> **WHAT TO WORK ON**
• a. Revise the stretch from "Critical Care does PPI" through "the PPI group." in the post on the critical care PPI group, replacing "Edinburgh" with "Glasgow".
• b. Carry on the post about the critical care PPI group's first meeting, starting after its final sentence.

Critical Care does PPI

Tuesday evening I had a fantastic time. It was the first meeting for the Critical Care Patient and Public Involvement Group in Edinburgh.

Patient and Public Involvement (PPI) in Scotland is no where near as organised as it is in England and funding is woeful, so to establish and run a group is a huge undertaking but for us as patients it makes a huge difference. We see the dedication of the organisers to make life better for those in the PPI group.

I have been really privileged with this group as I have been able to help advise the group organiser and how to do it and was invited to speak alongside Allison who I do a lot of talks with for the first meeting. Having been involved in the set up of the SPEAK Asthma group, it was good to be able to advise on this one and work with the group lead.

It was great for the initial meeting to have a combination of patients, clinicians, researchers, advisors all chatting about involvement and research. What I did find is how difficult it is to define and explain PPI to patients but also researchers. It was clear some researchers thought PPI was more about patient recruitment than involvement but also that they have their clear idea of their research and how it is going to be done which is good however if this is their thinking then PPI is not going to work especially if the patients do not think the method of research is going to be beneficial. The key thing with involving patients in the research process is listening. You must listen to the patients and their views. You may not agree with what they say and think because you have research under your belt then you have the expertise but it is patients you nee to recruit so if those you use for PPI don’t think it is a good design then you can be pretty sure that your participants won’t be interested either.

> **GIVEN ENTRIES**
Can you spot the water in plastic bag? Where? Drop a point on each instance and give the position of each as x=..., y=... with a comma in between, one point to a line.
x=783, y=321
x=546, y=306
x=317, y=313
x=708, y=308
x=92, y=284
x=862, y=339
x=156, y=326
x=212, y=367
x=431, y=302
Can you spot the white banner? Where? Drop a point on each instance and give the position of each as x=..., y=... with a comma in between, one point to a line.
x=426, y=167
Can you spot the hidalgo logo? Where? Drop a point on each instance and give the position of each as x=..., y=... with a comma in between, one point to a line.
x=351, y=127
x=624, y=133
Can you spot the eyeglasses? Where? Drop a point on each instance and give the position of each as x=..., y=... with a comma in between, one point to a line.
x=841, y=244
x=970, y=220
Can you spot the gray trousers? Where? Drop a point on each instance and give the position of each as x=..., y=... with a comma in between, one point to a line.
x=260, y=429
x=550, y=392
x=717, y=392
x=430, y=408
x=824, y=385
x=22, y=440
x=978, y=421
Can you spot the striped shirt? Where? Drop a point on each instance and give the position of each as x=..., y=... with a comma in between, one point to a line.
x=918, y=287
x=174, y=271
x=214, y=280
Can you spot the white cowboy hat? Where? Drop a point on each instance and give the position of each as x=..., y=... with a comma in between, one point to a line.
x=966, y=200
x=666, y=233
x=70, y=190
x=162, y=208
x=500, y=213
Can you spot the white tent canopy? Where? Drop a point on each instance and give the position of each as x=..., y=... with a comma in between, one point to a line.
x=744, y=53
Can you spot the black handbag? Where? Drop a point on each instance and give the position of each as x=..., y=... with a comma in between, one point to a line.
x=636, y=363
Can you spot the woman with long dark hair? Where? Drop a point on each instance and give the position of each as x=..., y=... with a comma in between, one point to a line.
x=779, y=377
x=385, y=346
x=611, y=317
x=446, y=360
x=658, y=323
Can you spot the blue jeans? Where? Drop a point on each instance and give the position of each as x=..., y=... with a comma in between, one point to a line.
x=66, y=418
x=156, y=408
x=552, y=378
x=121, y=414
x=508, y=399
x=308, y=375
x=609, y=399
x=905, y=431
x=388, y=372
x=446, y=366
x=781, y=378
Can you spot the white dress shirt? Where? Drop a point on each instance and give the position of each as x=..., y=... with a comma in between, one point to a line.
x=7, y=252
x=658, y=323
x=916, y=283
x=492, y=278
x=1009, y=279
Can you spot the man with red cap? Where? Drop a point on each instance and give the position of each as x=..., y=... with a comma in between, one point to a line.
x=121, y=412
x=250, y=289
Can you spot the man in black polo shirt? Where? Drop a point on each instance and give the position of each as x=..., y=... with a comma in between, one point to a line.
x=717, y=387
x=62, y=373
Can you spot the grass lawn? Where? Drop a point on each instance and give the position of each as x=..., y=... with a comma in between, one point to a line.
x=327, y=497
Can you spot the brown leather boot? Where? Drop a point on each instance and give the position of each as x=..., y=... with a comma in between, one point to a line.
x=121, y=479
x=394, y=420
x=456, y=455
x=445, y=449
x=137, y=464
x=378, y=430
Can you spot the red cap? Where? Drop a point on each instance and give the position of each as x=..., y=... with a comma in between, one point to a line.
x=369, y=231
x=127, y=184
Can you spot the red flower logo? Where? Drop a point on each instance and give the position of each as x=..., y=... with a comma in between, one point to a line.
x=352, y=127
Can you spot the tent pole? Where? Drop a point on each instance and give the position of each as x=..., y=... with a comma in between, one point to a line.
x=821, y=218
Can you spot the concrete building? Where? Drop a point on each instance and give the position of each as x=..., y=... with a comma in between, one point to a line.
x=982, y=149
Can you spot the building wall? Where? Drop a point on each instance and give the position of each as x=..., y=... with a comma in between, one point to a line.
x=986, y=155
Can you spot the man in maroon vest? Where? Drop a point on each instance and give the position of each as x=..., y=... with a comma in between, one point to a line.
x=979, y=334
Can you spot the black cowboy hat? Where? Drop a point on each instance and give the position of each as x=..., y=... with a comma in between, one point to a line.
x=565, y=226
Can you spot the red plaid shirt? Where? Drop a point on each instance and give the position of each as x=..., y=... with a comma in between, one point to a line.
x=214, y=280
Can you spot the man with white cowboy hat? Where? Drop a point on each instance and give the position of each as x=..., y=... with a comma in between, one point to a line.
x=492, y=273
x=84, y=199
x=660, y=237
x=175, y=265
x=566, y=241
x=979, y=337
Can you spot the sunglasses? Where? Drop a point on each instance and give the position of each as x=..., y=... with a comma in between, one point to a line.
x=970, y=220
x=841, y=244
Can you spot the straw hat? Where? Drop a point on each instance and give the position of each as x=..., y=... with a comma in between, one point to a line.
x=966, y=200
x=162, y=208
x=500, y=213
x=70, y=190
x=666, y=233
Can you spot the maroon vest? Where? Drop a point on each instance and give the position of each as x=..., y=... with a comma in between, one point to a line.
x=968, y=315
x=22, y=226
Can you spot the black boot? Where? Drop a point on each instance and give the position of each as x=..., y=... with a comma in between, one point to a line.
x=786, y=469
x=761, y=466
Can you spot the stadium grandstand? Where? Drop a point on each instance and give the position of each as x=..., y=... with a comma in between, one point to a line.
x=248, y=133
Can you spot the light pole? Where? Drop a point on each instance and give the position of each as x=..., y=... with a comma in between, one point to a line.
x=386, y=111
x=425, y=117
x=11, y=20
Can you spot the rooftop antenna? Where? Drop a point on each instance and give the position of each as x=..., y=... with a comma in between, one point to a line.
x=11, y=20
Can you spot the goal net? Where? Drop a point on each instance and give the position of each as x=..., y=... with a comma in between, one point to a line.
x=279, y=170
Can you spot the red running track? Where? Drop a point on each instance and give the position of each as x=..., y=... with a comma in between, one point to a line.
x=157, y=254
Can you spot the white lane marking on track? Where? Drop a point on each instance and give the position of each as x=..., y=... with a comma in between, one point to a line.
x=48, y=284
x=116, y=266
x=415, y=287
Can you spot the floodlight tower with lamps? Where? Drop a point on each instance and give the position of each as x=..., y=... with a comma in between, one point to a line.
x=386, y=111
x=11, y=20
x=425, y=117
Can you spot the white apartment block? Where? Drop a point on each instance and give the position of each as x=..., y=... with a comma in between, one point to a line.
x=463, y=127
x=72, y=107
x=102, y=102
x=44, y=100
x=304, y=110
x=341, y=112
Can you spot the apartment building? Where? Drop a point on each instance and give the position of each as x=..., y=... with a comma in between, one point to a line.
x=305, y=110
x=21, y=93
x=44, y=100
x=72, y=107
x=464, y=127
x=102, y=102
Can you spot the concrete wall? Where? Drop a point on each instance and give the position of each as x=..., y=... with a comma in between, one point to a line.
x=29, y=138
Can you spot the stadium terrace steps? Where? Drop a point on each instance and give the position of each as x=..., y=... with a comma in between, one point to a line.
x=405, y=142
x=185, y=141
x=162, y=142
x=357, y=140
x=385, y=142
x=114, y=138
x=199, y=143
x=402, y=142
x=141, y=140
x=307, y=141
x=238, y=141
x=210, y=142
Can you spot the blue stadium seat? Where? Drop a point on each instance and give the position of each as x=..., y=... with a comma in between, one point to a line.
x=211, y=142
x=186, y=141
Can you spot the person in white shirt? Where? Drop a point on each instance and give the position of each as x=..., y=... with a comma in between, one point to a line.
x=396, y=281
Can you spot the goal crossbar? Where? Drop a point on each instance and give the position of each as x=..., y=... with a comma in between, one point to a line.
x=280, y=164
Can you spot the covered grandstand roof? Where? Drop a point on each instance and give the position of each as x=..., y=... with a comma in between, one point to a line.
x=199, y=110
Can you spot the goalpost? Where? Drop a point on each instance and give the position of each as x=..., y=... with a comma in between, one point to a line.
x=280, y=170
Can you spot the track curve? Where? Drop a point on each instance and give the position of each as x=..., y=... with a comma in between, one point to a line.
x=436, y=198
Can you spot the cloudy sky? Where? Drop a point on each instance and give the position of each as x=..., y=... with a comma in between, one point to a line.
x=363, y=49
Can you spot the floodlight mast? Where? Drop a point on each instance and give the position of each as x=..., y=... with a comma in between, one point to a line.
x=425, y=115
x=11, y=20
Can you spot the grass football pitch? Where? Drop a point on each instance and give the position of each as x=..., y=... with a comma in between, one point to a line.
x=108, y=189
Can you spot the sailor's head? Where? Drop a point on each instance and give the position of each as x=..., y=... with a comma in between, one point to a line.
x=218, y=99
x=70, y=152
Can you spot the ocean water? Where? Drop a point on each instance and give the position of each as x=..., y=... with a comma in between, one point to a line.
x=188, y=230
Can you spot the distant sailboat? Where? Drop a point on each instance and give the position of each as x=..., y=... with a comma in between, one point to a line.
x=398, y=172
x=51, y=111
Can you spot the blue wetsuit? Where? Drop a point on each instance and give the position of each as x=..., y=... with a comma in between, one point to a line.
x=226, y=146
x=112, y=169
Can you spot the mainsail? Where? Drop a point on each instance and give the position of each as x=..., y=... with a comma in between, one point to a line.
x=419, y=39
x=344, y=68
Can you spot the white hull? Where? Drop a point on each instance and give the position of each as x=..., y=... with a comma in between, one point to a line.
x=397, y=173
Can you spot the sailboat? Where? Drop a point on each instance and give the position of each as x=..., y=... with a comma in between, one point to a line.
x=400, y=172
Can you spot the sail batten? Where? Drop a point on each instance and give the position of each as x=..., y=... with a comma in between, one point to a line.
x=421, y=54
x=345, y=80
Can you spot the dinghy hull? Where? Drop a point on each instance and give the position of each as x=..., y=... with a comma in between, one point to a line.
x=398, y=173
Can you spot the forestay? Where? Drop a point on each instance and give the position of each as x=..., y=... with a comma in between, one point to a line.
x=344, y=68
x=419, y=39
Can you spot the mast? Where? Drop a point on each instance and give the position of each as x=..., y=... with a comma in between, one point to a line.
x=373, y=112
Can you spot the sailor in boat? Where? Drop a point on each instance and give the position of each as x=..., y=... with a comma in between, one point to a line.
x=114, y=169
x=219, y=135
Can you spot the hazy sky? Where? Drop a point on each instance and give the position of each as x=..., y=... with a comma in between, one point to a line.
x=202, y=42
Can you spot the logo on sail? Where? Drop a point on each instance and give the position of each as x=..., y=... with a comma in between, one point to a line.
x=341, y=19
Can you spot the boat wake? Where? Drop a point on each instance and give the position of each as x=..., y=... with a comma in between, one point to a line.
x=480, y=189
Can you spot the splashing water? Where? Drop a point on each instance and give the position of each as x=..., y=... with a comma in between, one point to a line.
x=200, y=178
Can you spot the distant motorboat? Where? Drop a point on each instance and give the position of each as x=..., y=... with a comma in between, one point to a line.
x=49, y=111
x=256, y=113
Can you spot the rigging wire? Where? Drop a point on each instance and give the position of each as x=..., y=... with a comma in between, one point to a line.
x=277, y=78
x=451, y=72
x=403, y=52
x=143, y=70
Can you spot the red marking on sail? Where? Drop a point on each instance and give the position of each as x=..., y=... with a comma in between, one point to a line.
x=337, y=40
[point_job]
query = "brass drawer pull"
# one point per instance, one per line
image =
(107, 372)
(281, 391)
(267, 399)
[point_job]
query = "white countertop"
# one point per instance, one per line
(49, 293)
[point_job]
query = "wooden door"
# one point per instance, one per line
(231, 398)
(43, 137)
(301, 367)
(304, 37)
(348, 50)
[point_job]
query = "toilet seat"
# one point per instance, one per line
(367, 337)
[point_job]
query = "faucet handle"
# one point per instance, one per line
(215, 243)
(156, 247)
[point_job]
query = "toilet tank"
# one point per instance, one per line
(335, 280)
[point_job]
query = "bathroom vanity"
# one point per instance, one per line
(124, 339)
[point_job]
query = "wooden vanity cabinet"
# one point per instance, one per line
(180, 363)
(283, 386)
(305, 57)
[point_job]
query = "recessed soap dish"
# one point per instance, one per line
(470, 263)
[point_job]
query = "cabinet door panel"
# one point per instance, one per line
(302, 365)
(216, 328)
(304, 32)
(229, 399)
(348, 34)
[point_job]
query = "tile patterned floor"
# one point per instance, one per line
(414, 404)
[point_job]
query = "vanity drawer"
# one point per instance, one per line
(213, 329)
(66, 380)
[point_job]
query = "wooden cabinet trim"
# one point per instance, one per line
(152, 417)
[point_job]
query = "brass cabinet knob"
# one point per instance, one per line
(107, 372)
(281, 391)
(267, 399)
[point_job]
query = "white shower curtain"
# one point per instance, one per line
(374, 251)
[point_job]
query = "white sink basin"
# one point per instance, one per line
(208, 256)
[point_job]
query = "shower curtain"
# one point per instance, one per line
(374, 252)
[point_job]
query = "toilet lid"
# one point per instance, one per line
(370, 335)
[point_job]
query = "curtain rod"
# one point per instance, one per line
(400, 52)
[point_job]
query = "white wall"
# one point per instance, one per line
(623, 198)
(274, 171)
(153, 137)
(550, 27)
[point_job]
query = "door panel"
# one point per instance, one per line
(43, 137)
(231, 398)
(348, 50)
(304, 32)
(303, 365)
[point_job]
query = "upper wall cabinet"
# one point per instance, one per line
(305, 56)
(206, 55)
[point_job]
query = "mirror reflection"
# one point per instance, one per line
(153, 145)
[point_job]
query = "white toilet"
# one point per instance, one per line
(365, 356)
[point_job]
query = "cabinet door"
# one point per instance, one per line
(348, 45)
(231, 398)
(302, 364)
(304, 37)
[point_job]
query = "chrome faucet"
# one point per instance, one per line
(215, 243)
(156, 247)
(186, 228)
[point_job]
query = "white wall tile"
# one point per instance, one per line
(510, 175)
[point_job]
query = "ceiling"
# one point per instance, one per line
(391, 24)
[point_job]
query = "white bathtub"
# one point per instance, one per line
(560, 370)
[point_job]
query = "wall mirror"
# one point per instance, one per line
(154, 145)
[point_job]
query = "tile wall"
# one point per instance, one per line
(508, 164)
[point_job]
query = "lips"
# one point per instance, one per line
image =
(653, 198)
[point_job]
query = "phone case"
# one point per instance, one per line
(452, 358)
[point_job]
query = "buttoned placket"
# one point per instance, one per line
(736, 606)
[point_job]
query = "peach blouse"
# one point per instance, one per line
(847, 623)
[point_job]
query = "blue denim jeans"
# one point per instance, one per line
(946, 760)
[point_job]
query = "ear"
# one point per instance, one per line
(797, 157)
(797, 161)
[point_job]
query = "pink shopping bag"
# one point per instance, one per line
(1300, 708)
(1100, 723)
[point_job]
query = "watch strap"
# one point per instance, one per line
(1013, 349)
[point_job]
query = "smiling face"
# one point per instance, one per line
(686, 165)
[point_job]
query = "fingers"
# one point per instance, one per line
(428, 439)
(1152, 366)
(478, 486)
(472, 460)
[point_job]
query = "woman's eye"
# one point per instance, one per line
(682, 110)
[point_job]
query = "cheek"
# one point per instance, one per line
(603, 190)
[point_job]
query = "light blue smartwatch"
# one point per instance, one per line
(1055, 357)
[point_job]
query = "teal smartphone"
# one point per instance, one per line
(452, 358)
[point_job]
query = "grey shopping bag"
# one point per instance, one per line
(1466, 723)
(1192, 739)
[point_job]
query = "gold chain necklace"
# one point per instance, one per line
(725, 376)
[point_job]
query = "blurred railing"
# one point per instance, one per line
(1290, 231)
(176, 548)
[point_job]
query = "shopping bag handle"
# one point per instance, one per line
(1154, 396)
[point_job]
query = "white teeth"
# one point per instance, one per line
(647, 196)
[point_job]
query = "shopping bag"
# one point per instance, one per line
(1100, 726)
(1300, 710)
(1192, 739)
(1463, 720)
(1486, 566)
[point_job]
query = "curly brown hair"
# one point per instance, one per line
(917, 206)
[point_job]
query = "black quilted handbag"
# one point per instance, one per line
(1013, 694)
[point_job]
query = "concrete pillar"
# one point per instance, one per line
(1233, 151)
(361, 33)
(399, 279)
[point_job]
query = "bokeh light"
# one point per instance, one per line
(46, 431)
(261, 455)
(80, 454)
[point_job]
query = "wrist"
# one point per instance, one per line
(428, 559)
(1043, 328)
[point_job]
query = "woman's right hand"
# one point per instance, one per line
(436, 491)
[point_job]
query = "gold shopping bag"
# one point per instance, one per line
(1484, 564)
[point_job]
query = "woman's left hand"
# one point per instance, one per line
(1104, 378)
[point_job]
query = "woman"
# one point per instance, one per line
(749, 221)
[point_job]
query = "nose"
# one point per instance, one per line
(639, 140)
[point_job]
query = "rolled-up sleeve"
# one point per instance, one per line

> **RESULTS FOR EACH TASK**
• a.
Critical Care does PPI

Tuesday evening I had a fantastic time. It was the first meeting for the Critical Care Patient and Public Involvement Group in Glasgow.

Patient and Public Involvement (PPI) in Scotland is no where near as organised as it is in England and funding is woeful, so to establish and run a group is a huge undertaking but for us as patients it makes a huge difference. We see the dedication of the organisers to make life better for those in the PPI group.

• b.
However not all the researches were like this and some of their research has been really well thought out and they explained it in a manner that everyone could understand and get a real feel for the project. It is a real skill to be able to translate from academic speak to everyday speak so those who can they have the art!!!!

Having a unit like Critical Care want to set up a PPI group is really positive. Medicine is advancing so much and improving patient care and treatments. Patients in critical care are pretty unwell so often hard to speak to them about research and get them involved because when your there you are not in the best of health and research is the last thing on your mind. It was clear at the first group meeting though that the patients really valued the expertise in critical care and by them getting involved in PPI is them giving something back to the unit that looked after them.

The tricky thing is reaching out to those patients once they leave critical care or the hospital as even once out critical care and on a ward they may still not be feeling great so would not want to be given loads and loads of information as they are still processing what has just happened. If anyone reading this has ideas of how to gain more people for the PPI group (ideally in Edinburgh) please leave me a comment.

The exciting part is that there was such a positive response and watching everyone interact was great. A first meeting for anything is hard and you never know what to expect so for the organisers it has been a success I would say. It is sad though that they have had to put so much work in and I am sure many many hours of unpaid time to set up and organise such a group and event that it is not always possible for areas to do that or have the staff dedicated to setting up, running, facilitate and maintain a group.

The benefit is though that if the group can be advertised and grow then others might set groups up for their research areas having seen the positive impact PPI has had for others. The more groups then hopefully the more publicity and PPI may have more of an agenda in Scotland and research groups which would perhaps result in more funding and PPI groups can have a network across the whole of Scotland and all types of research can get enhanced by PPI and not just be a tick box exercise!!!